-- BEGIN --

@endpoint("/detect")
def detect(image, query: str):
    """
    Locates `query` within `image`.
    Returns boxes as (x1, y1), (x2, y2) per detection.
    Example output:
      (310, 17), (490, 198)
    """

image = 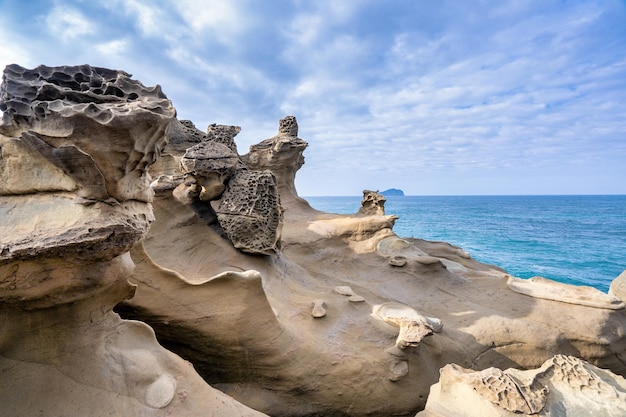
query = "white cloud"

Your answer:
(46, 5), (96, 40)
(95, 39), (129, 56)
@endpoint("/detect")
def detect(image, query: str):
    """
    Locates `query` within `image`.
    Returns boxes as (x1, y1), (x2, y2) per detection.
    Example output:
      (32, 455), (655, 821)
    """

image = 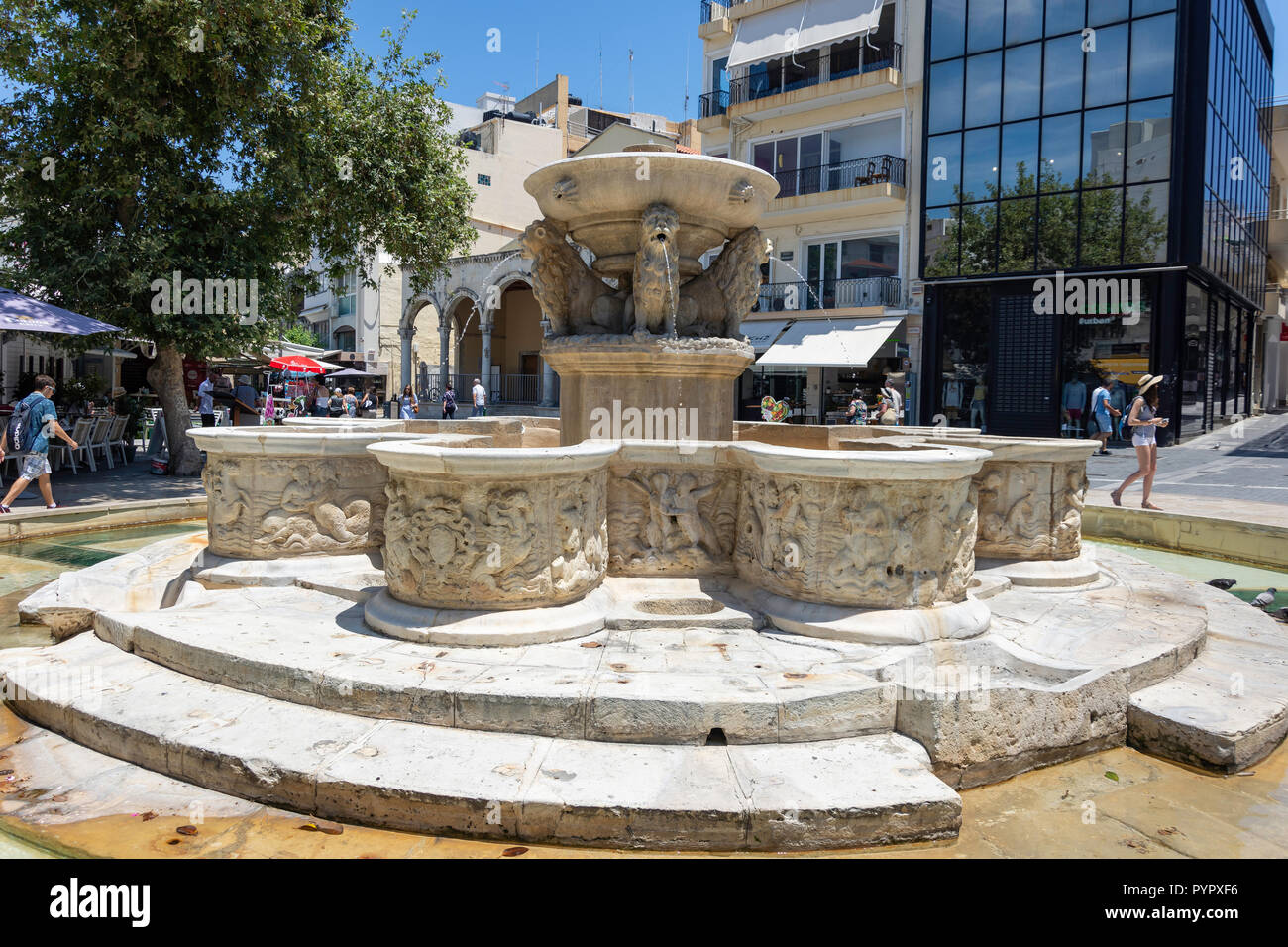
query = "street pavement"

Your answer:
(1087, 414), (1288, 517)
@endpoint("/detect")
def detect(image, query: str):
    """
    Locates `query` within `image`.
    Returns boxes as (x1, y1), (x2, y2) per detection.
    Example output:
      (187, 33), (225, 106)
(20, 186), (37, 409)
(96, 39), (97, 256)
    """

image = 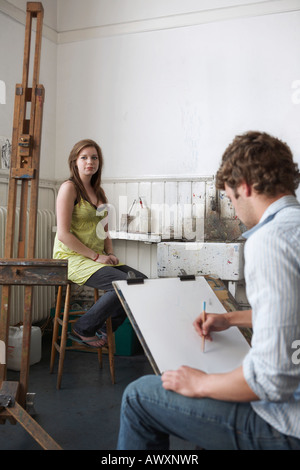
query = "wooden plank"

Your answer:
(0, 258), (68, 286)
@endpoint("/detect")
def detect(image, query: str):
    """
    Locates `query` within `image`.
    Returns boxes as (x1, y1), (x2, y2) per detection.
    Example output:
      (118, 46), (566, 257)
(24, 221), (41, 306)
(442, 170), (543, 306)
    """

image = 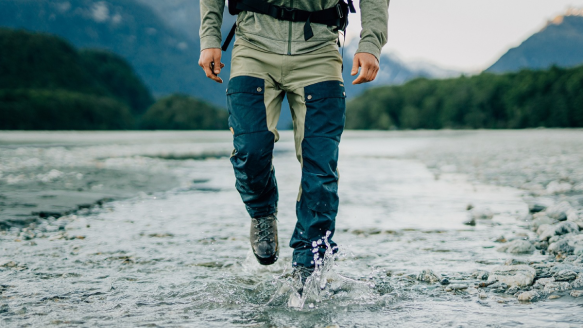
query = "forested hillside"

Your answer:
(0, 29), (227, 130)
(346, 66), (583, 130)
(487, 9), (583, 73)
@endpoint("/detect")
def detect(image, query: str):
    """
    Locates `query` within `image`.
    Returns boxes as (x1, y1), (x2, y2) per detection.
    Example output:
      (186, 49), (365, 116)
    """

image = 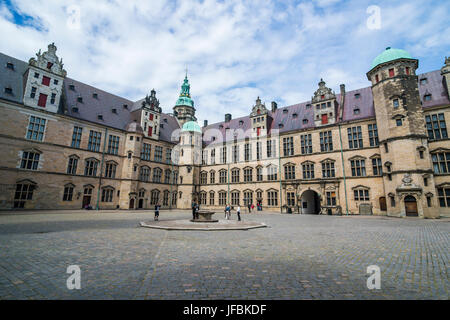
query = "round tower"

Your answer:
(367, 47), (437, 217)
(173, 74), (197, 126)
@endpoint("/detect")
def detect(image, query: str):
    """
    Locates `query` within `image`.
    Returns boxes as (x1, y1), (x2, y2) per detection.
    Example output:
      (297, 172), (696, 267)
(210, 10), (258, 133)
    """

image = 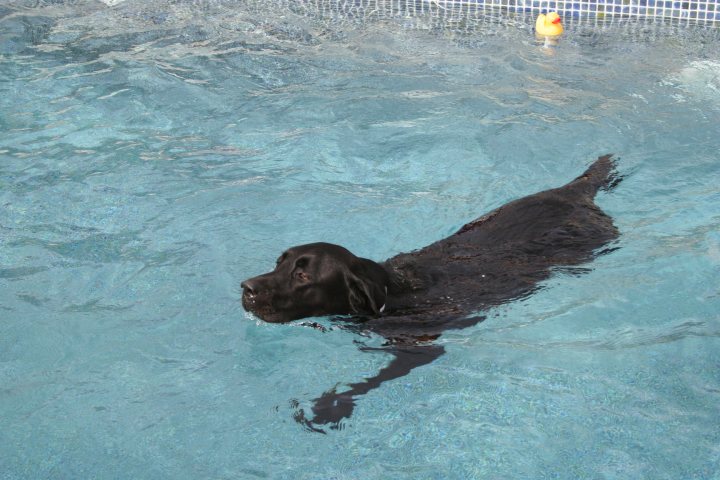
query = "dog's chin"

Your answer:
(242, 299), (293, 323)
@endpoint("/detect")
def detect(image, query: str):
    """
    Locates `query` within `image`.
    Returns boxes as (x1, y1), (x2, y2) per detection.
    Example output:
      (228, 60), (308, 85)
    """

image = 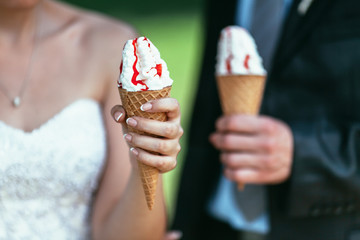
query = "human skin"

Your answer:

-- END --

Given instruction:
Retype all of the entries above without any changes, but leave the pictures out.

Output:
@endpoint("/detect")
def detect(image, query: str):
    """
    Locates `query` within `image`.
    Returns boxes as (x1, y1), (x2, y2) per detection.
    Example output:
      (310, 17), (490, 198)
    """

image = 
query = "white cloud"

Your answer:
(46, 5), (96, 40)
(95, 39), (129, 56)
@endpoint("/detect")
def detect(image, query: str):
    """
    Locates `query` within `image`.
    Returns boxes as (x1, y1), (x2, y2) per detection.
    Example output:
      (32, 455), (655, 821)
    """

image = 
query = "street pavement"

Your answer:
(1087, 414), (1288, 517)
@endpoint("/detect")
def detect(image, query: str):
    """
    Locates `query` within `image`.
    Returns boxes as (x1, y1), (x2, y2) per detection.
    Example output:
      (187, 33), (225, 106)
(20, 186), (37, 409)
(96, 39), (97, 256)
    """

image = 
query = "wooden plank"

Your answer:
(0, 258), (68, 286)
@endpoint("/detect")
def detect(image, query: str):
    """
    Locates `query` within `image`.
    Returns boxes as (x1, y1), (x2, y2) per detection.
    Example output:
      (118, 46), (566, 257)
(24, 221), (41, 306)
(442, 170), (543, 306)
    """

image = 
query = "forested hillside"

Your answer:
(0, 29), (227, 130)
(346, 66), (583, 130)
(487, 9), (583, 73)
@endpoint("/detect")
def detect(image, query: str):
    """
    Locates `query` within `image`.
    Returns boxes as (x1, y1), (x2, y2) per detection.
    Example output:
      (186, 49), (365, 116)
    """

image = 
query = "round tower"

Your answer:
(367, 47), (437, 217)
(173, 74), (197, 126)
@endpoint("/detect")
def detect(image, query: str):
    """
    Locates `query` within `image`.
    Returns boxes as (x1, y1), (x2, y2) per detection.
    Example output:
      (297, 172), (696, 267)
(210, 10), (258, 133)
    """

image = 
query = "dog's chin"

Your answer:
(242, 299), (293, 323)
@endpoint("/detect")
def detect(image, query: str):
    """
    Locates `query` within `image`.
    Returns boxes as (x1, y1), (x2, y2) per detection.
    Example output:
      (228, 60), (308, 85)
    """

image = 
query = "human skin"

Your answer:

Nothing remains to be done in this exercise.